◆ BEREITGESTELLTE DATEN ◆
▼▼▼

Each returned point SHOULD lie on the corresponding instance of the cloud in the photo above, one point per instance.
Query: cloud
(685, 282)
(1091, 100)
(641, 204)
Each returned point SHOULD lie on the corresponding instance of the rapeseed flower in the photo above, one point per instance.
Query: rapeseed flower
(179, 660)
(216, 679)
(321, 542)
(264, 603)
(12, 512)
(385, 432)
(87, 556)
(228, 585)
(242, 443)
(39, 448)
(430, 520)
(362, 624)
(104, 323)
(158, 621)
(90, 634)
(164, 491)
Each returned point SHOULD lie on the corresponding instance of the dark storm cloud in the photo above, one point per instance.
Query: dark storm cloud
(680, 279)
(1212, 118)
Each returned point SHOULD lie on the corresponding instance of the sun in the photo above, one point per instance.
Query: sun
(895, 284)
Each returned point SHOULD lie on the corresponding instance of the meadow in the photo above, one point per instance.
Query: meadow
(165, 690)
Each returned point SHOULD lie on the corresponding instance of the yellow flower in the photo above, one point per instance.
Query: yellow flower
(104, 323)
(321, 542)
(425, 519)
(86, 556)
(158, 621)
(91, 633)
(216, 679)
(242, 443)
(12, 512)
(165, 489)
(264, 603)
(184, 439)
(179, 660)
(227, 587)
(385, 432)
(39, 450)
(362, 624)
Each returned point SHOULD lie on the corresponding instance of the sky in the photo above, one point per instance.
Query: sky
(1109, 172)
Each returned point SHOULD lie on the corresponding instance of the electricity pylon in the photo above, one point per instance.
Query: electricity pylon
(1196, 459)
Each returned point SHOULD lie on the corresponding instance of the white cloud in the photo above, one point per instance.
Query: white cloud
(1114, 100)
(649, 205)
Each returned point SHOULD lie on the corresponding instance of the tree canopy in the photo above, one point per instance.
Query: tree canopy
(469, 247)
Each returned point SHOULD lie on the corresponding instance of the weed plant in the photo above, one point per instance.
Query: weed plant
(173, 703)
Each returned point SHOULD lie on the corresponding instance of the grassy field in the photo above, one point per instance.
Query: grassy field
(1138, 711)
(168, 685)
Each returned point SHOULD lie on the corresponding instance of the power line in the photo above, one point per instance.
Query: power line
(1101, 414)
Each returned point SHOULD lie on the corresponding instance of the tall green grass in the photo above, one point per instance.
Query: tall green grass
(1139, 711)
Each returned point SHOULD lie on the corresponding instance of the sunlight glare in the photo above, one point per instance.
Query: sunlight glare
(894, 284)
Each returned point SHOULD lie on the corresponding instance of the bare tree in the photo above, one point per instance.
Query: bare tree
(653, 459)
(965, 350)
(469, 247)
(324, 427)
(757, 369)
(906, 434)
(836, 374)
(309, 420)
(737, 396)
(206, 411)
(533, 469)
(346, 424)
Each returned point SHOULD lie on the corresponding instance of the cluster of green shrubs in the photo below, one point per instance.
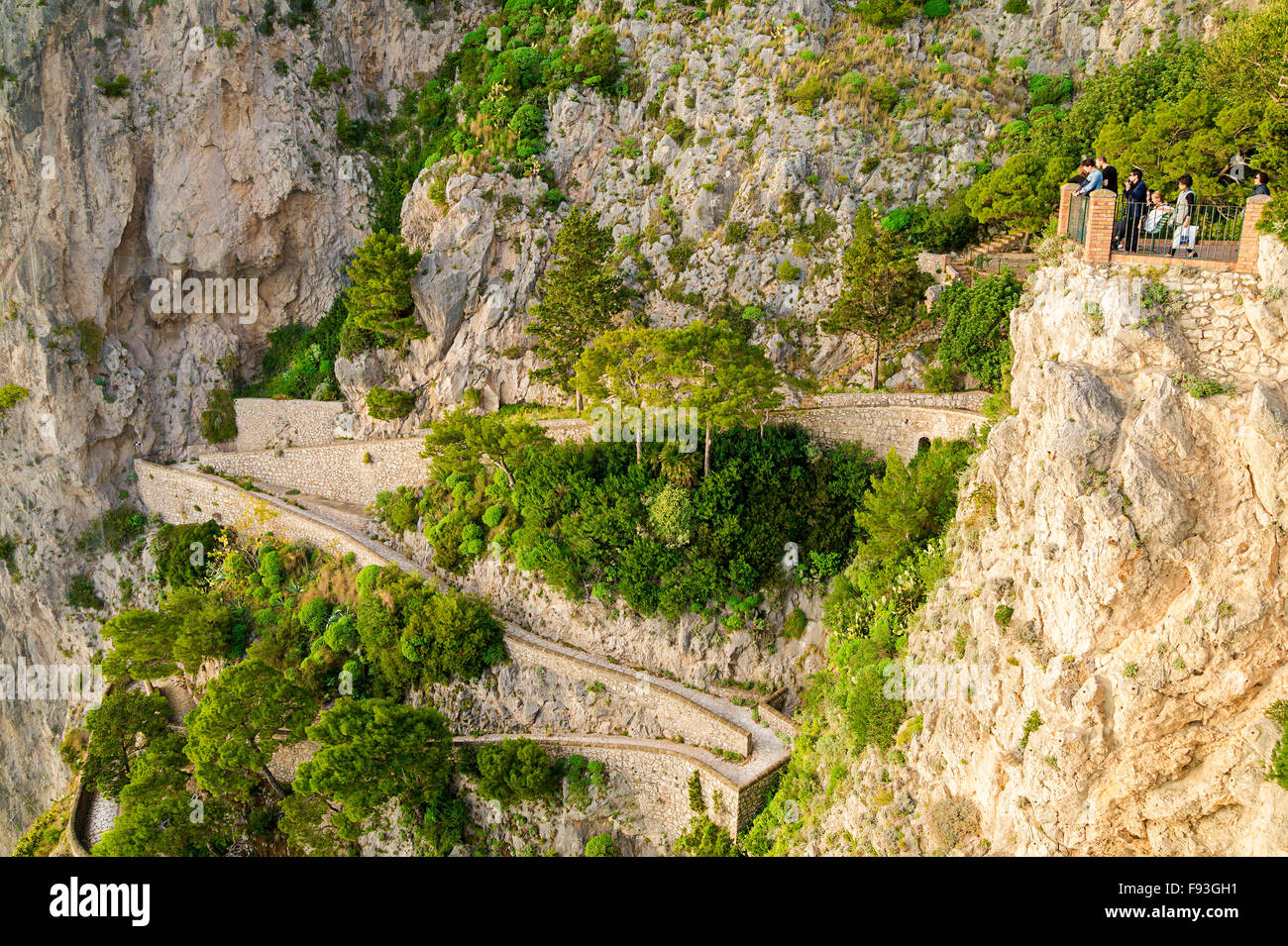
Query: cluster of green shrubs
(184, 555)
(867, 615)
(413, 636)
(299, 628)
(939, 229)
(12, 395)
(977, 327)
(219, 418)
(8, 549)
(655, 533)
(489, 94)
(389, 404)
(300, 360)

▲▲▲

◆ ZIEL ◆
Gib sämtliche Datensätze oben Zeile für Zeile unverändert zurück und lass dabei die Bilder weg.

◆ LÖSUNG ◆
Each returned point SHOULD lie on the corresponding instance of the cloud in the photo above, one point per instance.
Query: cloud
(685, 282)
(1091, 100)
(641, 204)
Each returned point SHOULD lie on the corresponding instance of the rapeseed flower in the photo above, one point per instance.
Query: rapeseed flower
(179, 660)
(216, 679)
(321, 542)
(264, 603)
(12, 512)
(385, 432)
(87, 556)
(228, 585)
(242, 443)
(39, 448)
(430, 520)
(362, 624)
(104, 323)
(158, 621)
(90, 634)
(164, 491)
Each returned point SHOULD lie on the corresponding instance of the dark storm cloud in the photo above, one point per instance.
Query: dark storm cloud
(680, 279)
(1212, 118)
Each returned point SHOULD lie on the corresponding instance of the sun in the photo above, one point per instance.
Query: sun
(895, 284)
Each returned point SHOULD lie on the corresponding instance of the meadow in the photo above, one point per instance.
Query: meadow
(165, 690)
Each returned point SHOULD lie on the corresponding instance of the yellow flower in the photo above, one point per instance.
Query: yellow flower
(104, 323)
(321, 542)
(425, 519)
(86, 556)
(158, 621)
(91, 633)
(216, 679)
(242, 443)
(12, 512)
(165, 489)
(264, 603)
(184, 439)
(179, 660)
(227, 587)
(385, 432)
(39, 450)
(362, 624)
Each returned point SHOULD lie on the corresponding instance of the sky in the photo above, one point per instance.
Query: sky
(1109, 172)
Each returned point SHOULD lie on the corresponding instance of the electricity pylon in the photo above, one point per instance.
Query: electricity pylon
(1196, 459)
Each returned point SHOULD lie on the corresponding instance of the white cloud in the photo above, one point per instance.
Query: white cloud
(1114, 100)
(649, 205)
Each returned point SHOULD lie on the corresponding instance of the tree canopy in the photo above, one point per instance.
Query: tree canopy
(469, 247)
Each returned point SHOULD lie on the corresponding instance of the weed plant in the photo above, one point per instance.
Query: weed plant
(173, 703)
Each returned point SHOULD lie on the corresponding instance of the grassy field in the photo above, one point per instance.
Query: grassy field
(1138, 711)
(168, 685)
Each returned point SHOULD lie on the corresponding instance of the power line in the photo above, one point per instance.
Query: power line
(1101, 414)
Each returned point SHOULD lie on the corresponding instance of the tall green grass in the photo above, one point per instance.
Query: tall green grass
(1139, 711)
Each returned point SHOULD lie on the corresponding instance of the sunlight glare in the photo above, one point per instance.
Query: sunlight glare
(894, 284)
Each returned point SHOULD lie on the corresponding instance of the bare tree in the photo above, one point per instance.
Query: bare tree
(653, 459)
(965, 350)
(469, 247)
(324, 427)
(757, 369)
(906, 434)
(836, 374)
(309, 420)
(737, 396)
(206, 411)
(533, 469)
(346, 424)
Each returned point SHOULD lie on the corresponding instance of the cluster of green shrubs in the photo below, one point per instance.
Query: cluster of green shrubs
(184, 555)
(867, 615)
(413, 636)
(299, 628)
(939, 229)
(12, 395)
(977, 327)
(219, 418)
(8, 549)
(655, 533)
(489, 94)
(389, 404)
(300, 360)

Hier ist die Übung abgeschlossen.